[Opening Supplied records section]

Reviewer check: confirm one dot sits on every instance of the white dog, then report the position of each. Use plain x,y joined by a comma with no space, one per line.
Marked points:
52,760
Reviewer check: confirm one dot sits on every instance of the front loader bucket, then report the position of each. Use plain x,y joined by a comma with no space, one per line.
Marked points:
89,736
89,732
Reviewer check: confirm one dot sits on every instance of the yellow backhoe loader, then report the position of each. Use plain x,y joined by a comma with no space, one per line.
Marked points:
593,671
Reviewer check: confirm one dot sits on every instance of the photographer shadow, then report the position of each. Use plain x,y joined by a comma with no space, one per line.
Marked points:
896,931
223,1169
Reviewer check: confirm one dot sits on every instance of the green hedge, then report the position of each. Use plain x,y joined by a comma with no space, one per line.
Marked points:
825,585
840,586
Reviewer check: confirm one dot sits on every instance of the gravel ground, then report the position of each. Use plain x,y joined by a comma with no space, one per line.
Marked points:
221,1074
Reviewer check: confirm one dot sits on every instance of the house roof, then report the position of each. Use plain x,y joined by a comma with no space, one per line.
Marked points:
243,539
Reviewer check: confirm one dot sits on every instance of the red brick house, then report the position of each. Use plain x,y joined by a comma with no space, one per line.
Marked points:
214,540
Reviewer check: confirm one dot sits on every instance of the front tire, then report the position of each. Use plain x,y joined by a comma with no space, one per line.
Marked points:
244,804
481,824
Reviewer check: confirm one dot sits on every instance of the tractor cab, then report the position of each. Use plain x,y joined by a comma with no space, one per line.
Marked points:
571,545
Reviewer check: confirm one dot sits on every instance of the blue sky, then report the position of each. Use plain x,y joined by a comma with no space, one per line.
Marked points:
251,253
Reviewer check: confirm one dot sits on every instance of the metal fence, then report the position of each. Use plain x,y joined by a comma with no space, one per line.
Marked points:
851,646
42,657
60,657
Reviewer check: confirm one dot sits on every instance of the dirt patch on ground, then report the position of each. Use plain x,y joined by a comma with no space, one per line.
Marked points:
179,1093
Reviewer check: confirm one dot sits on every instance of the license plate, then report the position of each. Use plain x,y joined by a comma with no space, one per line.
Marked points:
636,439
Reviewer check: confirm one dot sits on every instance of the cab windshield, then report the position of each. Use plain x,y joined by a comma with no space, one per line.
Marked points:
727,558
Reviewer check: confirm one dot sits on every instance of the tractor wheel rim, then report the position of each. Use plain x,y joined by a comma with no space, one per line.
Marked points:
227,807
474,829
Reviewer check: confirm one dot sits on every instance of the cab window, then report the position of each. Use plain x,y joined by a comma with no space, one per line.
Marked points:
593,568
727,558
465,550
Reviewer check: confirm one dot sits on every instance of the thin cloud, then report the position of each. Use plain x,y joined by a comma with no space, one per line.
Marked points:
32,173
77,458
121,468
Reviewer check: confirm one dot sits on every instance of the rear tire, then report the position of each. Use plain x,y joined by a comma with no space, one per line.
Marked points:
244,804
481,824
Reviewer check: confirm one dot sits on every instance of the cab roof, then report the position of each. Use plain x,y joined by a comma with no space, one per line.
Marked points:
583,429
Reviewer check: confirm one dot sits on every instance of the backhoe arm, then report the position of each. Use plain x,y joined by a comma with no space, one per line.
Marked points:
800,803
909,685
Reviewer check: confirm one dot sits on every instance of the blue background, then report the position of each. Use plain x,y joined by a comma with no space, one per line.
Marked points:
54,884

[Closing Supplied records section]
[Opening Supplied records section]

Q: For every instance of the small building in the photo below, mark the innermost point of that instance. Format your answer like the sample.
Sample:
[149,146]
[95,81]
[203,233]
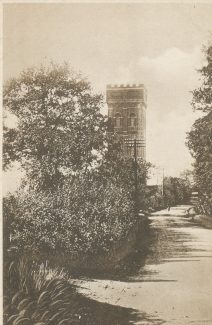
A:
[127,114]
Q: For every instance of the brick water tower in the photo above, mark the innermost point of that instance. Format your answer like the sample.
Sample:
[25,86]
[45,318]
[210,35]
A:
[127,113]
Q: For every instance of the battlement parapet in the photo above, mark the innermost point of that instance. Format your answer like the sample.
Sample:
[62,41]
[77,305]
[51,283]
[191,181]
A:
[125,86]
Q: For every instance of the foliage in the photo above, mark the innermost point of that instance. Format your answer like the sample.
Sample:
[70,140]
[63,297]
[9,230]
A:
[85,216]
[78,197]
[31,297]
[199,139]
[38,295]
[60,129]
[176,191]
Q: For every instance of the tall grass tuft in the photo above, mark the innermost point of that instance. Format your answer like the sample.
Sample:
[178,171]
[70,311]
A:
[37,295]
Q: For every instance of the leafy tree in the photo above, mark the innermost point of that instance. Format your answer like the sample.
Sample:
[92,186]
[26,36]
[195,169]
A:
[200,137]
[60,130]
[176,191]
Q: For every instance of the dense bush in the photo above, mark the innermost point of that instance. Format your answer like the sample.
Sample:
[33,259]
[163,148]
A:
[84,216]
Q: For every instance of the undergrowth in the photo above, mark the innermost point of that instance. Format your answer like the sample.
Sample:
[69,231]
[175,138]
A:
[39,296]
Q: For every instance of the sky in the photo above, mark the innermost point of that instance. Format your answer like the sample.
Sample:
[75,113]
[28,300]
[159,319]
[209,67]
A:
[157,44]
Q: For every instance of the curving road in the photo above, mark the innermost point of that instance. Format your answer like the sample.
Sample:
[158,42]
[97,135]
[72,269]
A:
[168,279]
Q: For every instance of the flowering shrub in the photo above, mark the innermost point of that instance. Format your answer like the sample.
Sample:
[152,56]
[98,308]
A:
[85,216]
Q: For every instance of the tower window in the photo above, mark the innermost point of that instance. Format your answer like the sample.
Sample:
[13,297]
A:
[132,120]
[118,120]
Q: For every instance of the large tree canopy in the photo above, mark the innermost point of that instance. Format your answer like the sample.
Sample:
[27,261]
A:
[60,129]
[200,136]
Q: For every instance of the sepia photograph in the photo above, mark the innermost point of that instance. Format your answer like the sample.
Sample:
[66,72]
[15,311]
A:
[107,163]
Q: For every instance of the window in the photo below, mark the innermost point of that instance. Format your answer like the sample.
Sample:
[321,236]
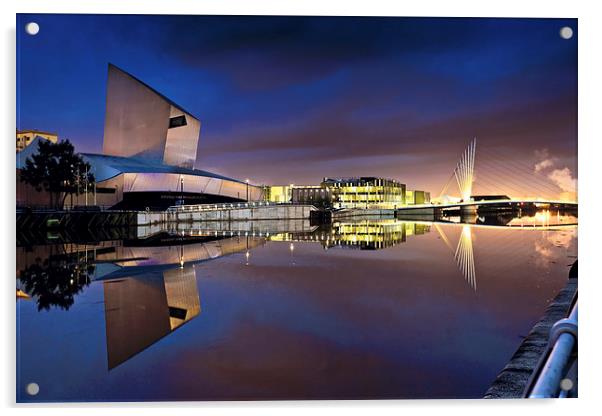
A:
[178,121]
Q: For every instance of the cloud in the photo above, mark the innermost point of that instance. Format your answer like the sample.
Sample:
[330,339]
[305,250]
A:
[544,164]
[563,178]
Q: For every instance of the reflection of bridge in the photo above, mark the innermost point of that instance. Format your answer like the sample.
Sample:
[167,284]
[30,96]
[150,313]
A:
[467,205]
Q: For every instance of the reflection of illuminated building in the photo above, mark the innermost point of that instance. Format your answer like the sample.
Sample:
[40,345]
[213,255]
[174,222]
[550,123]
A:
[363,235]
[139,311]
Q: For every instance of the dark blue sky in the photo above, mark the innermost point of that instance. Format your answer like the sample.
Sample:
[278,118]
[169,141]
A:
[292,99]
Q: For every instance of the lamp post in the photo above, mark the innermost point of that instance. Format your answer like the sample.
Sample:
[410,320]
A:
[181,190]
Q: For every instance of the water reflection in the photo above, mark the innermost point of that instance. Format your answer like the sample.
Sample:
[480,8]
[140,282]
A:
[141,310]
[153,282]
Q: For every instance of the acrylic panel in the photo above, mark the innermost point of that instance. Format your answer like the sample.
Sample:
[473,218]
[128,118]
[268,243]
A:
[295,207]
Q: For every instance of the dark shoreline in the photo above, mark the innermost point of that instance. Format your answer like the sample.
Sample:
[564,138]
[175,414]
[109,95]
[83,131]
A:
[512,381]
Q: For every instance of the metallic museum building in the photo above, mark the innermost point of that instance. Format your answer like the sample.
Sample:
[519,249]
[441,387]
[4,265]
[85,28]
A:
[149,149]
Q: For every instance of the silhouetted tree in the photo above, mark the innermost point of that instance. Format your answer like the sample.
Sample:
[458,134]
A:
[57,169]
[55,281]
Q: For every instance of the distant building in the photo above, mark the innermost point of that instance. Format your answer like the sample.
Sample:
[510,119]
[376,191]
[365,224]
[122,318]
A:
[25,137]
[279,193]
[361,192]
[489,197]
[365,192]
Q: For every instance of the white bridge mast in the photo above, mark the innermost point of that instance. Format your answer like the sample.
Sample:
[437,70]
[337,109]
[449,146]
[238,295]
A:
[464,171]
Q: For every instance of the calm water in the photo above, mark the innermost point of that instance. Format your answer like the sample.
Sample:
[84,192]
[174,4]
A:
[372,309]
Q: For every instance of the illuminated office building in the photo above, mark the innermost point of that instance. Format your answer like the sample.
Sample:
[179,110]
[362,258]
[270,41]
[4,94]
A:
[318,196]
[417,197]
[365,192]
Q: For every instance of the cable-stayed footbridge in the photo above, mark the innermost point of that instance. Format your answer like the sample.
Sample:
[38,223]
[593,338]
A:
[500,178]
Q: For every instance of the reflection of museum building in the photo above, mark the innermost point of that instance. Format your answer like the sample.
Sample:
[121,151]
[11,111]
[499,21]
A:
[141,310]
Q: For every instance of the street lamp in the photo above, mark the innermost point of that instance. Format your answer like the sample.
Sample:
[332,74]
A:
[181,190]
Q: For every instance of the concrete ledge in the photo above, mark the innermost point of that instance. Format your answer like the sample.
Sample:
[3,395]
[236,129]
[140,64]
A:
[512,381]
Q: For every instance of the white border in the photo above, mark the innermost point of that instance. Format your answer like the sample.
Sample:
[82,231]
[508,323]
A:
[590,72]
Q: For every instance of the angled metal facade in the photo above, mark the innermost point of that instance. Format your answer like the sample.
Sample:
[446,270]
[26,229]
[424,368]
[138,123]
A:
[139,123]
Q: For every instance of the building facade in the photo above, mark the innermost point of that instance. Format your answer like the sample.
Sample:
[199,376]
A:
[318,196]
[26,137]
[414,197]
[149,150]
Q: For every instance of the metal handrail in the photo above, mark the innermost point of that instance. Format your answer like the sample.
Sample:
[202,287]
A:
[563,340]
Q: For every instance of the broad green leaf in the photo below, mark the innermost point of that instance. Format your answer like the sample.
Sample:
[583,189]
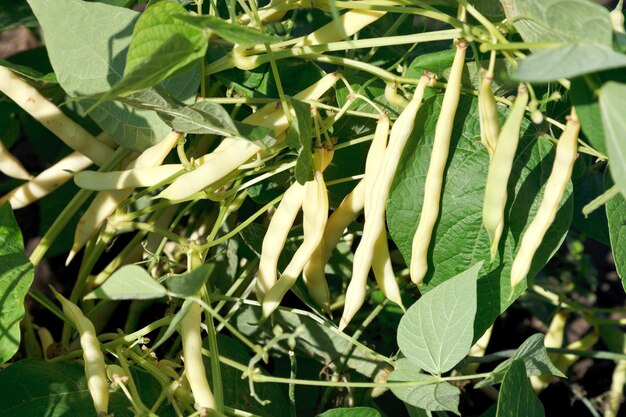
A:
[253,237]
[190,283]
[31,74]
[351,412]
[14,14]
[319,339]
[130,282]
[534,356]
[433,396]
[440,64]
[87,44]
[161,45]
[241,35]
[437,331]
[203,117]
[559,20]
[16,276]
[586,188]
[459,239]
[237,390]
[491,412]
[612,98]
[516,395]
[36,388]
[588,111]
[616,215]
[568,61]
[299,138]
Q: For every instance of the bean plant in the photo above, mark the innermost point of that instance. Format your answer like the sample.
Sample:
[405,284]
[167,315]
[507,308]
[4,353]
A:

[Closing Supplied records section]

## Required work
In the entries above, some lines hold the string "tower". Copy each of them.

## Reply to the task
Q: For every instance of the brick water tower in the photo above, mark the innermost point of that instance. Format your answer like the sample.
Q: For every instance of the tower window in the photo above, mark the innermost point of that instance. Format your answer like the sample.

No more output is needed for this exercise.